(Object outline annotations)
^^^^^^^^
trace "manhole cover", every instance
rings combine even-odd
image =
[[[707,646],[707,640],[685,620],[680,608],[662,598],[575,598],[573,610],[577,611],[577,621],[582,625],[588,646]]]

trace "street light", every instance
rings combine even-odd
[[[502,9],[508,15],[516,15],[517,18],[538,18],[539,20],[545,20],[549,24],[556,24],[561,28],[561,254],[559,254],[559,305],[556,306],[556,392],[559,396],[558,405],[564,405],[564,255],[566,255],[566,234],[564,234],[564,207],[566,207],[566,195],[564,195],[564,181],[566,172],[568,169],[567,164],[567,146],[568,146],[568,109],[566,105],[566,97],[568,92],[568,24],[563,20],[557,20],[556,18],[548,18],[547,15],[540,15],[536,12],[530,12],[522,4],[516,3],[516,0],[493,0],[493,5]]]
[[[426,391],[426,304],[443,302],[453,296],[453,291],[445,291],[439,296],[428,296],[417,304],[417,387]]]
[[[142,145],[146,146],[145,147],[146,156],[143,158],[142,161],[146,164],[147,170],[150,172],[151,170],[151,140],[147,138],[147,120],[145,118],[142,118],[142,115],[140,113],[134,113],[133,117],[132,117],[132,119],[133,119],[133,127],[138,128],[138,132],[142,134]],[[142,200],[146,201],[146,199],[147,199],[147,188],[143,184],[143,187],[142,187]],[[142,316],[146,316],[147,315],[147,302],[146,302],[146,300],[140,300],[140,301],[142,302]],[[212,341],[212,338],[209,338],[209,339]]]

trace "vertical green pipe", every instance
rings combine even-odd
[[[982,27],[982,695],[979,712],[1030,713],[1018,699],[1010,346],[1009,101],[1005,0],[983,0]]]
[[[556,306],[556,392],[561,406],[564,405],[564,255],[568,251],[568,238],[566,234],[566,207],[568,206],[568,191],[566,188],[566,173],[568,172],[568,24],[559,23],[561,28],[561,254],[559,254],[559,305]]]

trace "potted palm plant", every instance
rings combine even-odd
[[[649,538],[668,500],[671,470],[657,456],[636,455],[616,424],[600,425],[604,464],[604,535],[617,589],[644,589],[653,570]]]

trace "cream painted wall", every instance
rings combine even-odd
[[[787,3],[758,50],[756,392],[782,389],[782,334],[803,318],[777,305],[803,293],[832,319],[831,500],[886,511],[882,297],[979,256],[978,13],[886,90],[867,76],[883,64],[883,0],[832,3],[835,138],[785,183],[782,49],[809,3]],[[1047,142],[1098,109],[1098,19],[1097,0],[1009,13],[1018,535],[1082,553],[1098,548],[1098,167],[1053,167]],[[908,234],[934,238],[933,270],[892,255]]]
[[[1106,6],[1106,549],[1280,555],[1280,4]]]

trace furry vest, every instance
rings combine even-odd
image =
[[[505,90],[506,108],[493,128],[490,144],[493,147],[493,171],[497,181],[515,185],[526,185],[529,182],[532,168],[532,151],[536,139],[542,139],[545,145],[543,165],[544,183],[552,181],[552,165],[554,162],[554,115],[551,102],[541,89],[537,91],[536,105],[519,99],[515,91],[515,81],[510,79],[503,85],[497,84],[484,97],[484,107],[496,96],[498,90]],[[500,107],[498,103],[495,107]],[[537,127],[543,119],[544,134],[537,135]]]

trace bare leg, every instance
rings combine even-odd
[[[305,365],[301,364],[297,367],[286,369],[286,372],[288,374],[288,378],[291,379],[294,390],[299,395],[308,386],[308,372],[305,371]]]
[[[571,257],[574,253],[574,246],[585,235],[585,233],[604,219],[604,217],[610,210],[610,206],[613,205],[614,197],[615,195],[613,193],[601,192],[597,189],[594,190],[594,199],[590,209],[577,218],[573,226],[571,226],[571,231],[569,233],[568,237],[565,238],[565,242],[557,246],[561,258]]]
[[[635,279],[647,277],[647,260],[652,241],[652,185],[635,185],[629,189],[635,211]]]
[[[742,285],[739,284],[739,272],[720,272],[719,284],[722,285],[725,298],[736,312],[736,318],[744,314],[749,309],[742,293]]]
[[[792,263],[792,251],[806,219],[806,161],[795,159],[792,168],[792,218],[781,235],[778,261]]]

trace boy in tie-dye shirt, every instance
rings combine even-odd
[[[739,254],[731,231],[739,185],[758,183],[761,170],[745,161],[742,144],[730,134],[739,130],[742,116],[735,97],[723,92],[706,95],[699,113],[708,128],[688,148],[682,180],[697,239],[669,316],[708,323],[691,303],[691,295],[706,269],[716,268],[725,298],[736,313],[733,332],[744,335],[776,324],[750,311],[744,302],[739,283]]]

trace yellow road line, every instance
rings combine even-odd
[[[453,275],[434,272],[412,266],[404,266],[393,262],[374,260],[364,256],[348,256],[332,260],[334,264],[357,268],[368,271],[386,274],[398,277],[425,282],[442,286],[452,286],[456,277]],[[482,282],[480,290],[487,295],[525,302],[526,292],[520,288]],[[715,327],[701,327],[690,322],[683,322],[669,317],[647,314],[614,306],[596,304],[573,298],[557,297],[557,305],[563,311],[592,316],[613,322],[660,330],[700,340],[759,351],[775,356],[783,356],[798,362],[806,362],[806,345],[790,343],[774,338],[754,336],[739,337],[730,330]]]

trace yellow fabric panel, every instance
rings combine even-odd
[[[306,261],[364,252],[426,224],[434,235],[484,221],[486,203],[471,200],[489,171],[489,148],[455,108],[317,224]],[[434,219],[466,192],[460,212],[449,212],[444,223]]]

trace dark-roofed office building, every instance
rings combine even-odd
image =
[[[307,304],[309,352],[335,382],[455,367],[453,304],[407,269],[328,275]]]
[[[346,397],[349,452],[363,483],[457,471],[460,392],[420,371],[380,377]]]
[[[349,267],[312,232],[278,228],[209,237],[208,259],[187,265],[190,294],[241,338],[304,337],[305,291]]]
^^^^^^^^
* [Set exercise] Express the entries as a Markdown table with the columns Row and Line, starting at the line that contains "trace dark-roofed office" and continuing through the last line of the entries. Number each line in order, and leave out blank lines.

* [Result of this exercise]
| Row | Line |
|---|---|
| 1 | trace dark-roofed office building, every instance |
| 2 | rings combine even-odd |
| 3 | image = |
| 4 | [[[307,304],[309,352],[335,382],[455,367],[453,304],[407,269],[328,275]]] |
| 5 | [[[346,397],[349,452],[363,483],[457,471],[460,392],[420,371],[380,377]]] |
| 6 | [[[349,267],[312,232],[278,228],[209,237],[208,259],[187,265],[190,294],[241,338],[304,337],[305,291]]] |